Brief: Rewrite every item below with "innermost point" swapped for "center point", keeping everything else the same.

Exercise data:
────────────────

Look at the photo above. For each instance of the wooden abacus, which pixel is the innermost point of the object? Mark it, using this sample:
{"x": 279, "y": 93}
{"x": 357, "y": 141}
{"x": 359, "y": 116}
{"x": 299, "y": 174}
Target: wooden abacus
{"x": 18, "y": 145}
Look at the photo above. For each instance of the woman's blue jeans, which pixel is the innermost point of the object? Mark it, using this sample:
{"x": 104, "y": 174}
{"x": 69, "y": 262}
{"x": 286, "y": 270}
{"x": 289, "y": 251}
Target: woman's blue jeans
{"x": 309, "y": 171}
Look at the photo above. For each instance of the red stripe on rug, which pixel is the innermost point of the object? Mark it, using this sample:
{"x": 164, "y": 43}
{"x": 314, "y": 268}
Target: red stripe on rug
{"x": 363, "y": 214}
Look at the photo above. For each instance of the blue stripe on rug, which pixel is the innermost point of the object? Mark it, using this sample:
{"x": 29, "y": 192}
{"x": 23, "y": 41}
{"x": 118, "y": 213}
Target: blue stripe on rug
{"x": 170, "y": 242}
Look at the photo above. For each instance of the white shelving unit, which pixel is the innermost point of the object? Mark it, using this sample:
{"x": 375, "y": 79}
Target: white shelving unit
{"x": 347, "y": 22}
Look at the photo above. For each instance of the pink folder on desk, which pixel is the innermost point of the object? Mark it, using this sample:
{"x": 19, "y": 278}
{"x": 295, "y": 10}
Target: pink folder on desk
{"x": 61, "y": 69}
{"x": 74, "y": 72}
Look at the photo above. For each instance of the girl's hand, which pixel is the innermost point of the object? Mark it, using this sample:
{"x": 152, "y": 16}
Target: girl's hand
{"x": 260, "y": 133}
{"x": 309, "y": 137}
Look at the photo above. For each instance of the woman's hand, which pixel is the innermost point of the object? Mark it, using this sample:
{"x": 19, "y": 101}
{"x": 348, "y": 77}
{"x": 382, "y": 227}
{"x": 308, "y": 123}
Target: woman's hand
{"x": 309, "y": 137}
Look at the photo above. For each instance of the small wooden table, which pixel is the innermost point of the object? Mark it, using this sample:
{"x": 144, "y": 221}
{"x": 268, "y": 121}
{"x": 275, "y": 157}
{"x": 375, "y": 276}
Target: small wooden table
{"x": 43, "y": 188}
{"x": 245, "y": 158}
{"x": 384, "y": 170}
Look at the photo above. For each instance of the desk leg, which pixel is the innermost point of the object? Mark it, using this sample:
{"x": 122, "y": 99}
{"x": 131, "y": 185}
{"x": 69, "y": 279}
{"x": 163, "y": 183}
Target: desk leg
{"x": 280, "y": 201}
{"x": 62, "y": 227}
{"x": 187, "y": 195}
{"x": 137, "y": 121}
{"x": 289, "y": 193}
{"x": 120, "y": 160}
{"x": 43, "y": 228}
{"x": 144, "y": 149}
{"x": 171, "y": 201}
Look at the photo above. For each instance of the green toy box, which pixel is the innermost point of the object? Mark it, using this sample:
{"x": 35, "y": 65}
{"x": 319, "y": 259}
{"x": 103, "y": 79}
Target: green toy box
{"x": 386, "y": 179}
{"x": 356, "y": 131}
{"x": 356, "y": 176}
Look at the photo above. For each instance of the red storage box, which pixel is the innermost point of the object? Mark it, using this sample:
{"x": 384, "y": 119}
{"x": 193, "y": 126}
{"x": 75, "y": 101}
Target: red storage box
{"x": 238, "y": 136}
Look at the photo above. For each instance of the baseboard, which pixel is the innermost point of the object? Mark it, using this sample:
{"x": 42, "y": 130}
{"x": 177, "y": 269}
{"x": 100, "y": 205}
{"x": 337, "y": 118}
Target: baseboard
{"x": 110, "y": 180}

────────────────

Answer to the exercise:
Look at the photo above. For each instance of the wooden abacus, which pixel is the center point of the object? Mark it, using this sample:
{"x": 279, "y": 93}
{"x": 357, "y": 141}
{"x": 359, "y": 116}
{"x": 299, "y": 174}
Target: wooden abacus
{"x": 18, "y": 145}
Look at the photo above. For each instance of the woman's blue jeans, which pixel is the center point of the object? Mark it, using this sample:
{"x": 104, "y": 174}
{"x": 69, "y": 262}
{"x": 286, "y": 270}
{"x": 289, "y": 251}
Target: woman's blue jeans
{"x": 309, "y": 171}
Look at the photo above. For each instance of the red stripe on rug, which pixel is the center point of the object? Mark it, using this sample:
{"x": 164, "y": 43}
{"x": 314, "y": 268}
Target: red stripe on rug
{"x": 363, "y": 214}
Look at the photo above. For each instance of the blue stripe on rug, which pixel is the center point of the object? Mark it, using this sample:
{"x": 29, "y": 192}
{"x": 23, "y": 41}
{"x": 118, "y": 213}
Target: blue stripe on rug
{"x": 170, "y": 242}
Look at the photo above. For each instance of the white shelving unit, which pixel is the center point of the object? Mark it, using this sample:
{"x": 375, "y": 79}
Target: white shelving unit
{"x": 347, "y": 22}
Look at the photo above. For each instance of the pink folder on desk, which pixel is the center point of the object? Mark it, using this sample:
{"x": 19, "y": 278}
{"x": 295, "y": 10}
Target: pink folder on desk
{"x": 61, "y": 69}
{"x": 74, "y": 72}
Look at the photo above. For each instance of the girl's hand, which pixel is the center point of the object? Mark it, using this sample:
{"x": 152, "y": 16}
Target: girl's hand
{"x": 260, "y": 133}
{"x": 309, "y": 137}
Look at the photo above. For each instance of the woman's hand, which pixel is the center point of the object? Mark it, using this sample:
{"x": 19, "y": 101}
{"x": 348, "y": 77}
{"x": 382, "y": 227}
{"x": 308, "y": 123}
Target: woman's hand
{"x": 309, "y": 137}
Look at the photo above. For each instance of the small wooden table, which pixel is the center point of the object? Mark it, using this sample:
{"x": 144, "y": 221}
{"x": 268, "y": 121}
{"x": 275, "y": 157}
{"x": 375, "y": 276}
Target: small wooden table
{"x": 43, "y": 188}
{"x": 245, "y": 158}
{"x": 384, "y": 170}
Look at the photo above. For each instance of the desk leg, which pixel is the center point of the object? Mark it, using this sample:
{"x": 122, "y": 99}
{"x": 131, "y": 185}
{"x": 69, "y": 279}
{"x": 163, "y": 183}
Target: desk leg
{"x": 280, "y": 201}
{"x": 62, "y": 227}
{"x": 187, "y": 195}
{"x": 137, "y": 121}
{"x": 289, "y": 193}
{"x": 120, "y": 160}
{"x": 43, "y": 228}
{"x": 144, "y": 149}
{"x": 171, "y": 201}
Look at the photo above. For each instance of the green toy box, which pixel is the center point of the object? Mark it, using this sample:
{"x": 35, "y": 65}
{"x": 319, "y": 259}
{"x": 103, "y": 79}
Target: green toy box
{"x": 386, "y": 179}
{"x": 356, "y": 131}
{"x": 356, "y": 176}
Look at the photo above. For each instance of the red storage box, which pixel is the center point of the object? Mark it, using this sample:
{"x": 384, "y": 119}
{"x": 193, "y": 126}
{"x": 75, "y": 101}
Target: red storage box
{"x": 238, "y": 136}
Look at the photo above. For each instance of the baseboard, which pixel is the center point of the object? Mark it, using this sample:
{"x": 42, "y": 130}
{"x": 177, "y": 269}
{"x": 100, "y": 205}
{"x": 337, "y": 118}
Target: baseboard
{"x": 110, "y": 180}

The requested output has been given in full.